• _What you have to do_
The entries below are to be written out again without alteration.
---------------
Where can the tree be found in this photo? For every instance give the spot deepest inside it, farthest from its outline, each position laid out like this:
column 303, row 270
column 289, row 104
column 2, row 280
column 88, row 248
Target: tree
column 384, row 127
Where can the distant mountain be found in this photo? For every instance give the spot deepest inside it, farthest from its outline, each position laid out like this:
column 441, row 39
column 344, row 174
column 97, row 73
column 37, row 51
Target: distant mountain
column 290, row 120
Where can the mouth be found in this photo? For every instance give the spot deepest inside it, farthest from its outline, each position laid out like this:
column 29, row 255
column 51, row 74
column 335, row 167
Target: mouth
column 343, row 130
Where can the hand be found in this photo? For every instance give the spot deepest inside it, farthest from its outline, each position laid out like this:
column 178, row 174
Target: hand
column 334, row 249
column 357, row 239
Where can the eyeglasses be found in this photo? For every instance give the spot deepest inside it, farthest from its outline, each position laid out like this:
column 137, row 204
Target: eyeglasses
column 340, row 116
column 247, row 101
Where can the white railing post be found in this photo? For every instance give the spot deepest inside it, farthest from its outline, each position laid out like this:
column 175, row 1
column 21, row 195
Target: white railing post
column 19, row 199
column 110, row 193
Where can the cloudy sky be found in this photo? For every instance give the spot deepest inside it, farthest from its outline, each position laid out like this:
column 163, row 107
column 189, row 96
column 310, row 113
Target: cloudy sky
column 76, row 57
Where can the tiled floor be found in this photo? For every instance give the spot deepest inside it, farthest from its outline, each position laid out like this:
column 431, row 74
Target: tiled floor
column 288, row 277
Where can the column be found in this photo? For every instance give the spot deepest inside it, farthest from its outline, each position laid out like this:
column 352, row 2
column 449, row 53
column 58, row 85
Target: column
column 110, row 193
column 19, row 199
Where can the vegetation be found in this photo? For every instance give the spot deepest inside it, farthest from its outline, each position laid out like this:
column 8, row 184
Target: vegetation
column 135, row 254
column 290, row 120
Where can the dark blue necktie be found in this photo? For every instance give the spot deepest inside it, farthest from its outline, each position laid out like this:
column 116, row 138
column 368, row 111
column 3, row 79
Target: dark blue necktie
---------------
• _Answer to this task_
Where can the tree be found in this photo? For every instance give the spot deepest inside it, farthest from its outline, each position laid out like this:
column 303, row 270
column 289, row 104
column 2, row 280
column 88, row 248
Target: tree
column 384, row 127
Where can the distant mountain be found in this photo? For every instance give the spot deepest inside it, farthest from its outline, each position laid out like this:
column 441, row 39
column 344, row 174
column 97, row 73
column 37, row 51
Target: distant mountain
column 290, row 120
Where can the mouth be found in this photo? For every instance give the spot deepest inside it, farthest from its outline, each position laid out like this:
column 29, row 255
column 51, row 74
column 335, row 167
Target: mouth
column 343, row 130
Where can the hand be found in this photo? For every instance give the spot deepest inside it, farthest from its outline, each position laid out like this:
column 178, row 174
Target: hand
column 334, row 249
column 357, row 239
Where can the eyeglasses be found in this photo? For every instance give the spot deepest inside it, farthest from its outline, each position laid out like this:
column 137, row 204
Target: eyeglasses
column 340, row 116
column 247, row 101
Where can the white railing post be found in this photo? For every instance give the spot deepest inside it, farthest from its outline, each position laid out like this:
column 175, row 1
column 21, row 195
Target: white railing post
column 19, row 199
column 110, row 193
Where can the cloudy sky be found in this photo? For every instance give the spot deepest inside it, farthest from its outline, each position laid out like this:
column 163, row 107
column 189, row 96
column 310, row 113
Target: cloudy sky
column 76, row 57
Where can the tiled floor be found in this photo? For every instance give the spot deepest inside it, farthest from its outline, each position laid out like this:
column 431, row 74
Target: tiled floor
column 288, row 277
Where can the column be found in this photo? For every instance give the spot deepest inside it, farthest from its outline, each position laid out like this:
column 352, row 2
column 449, row 53
column 58, row 85
Target: column
column 110, row 193
column 19, row 199
Where can the vegetation be found in this photo? For every instance give the spot deepest inside it, farthest from its outline, each position laid out like this:
column 8, row 184
Target: vegetation
column 135, row 254
column 290, row 120
Where can the dark blue necktie be found in this photo? For every instance give the spot deepest inside it, farthest from its outline, each position laid out like this:
column 116, row 138
column 368, row 111
column 3, row 79
Target: dark blue necktie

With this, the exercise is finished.